**Exercise brief:**
Copy out, with no changes, everything from the line containing "Habitat-count request: mark the long" down to the last of the lines below.

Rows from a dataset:

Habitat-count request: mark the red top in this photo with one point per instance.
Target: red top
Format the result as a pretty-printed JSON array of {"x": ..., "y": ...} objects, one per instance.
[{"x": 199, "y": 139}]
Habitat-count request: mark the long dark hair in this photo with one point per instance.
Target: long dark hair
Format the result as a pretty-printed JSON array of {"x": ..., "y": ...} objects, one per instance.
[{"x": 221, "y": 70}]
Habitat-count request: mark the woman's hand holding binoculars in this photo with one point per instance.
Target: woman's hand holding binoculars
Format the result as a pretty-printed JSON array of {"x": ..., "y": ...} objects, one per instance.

**Task result:**
Habitat-count request: mark the long dark hair in this photo with one point per instance.
Target: long dark hair
Format the result as a pretty-printed JSON array of {"x": ..., "y": ...} objects, one per instance.
[{"x": 221, "y": 70}]
Habitat-count request: mark the woman's hand holding binoculars in this photo with one point per instance.
Target: woman's hand holding binoculars
Format the result as a pretty-printed JSON array of {"x": ..., "y": ...} objects, one per instance.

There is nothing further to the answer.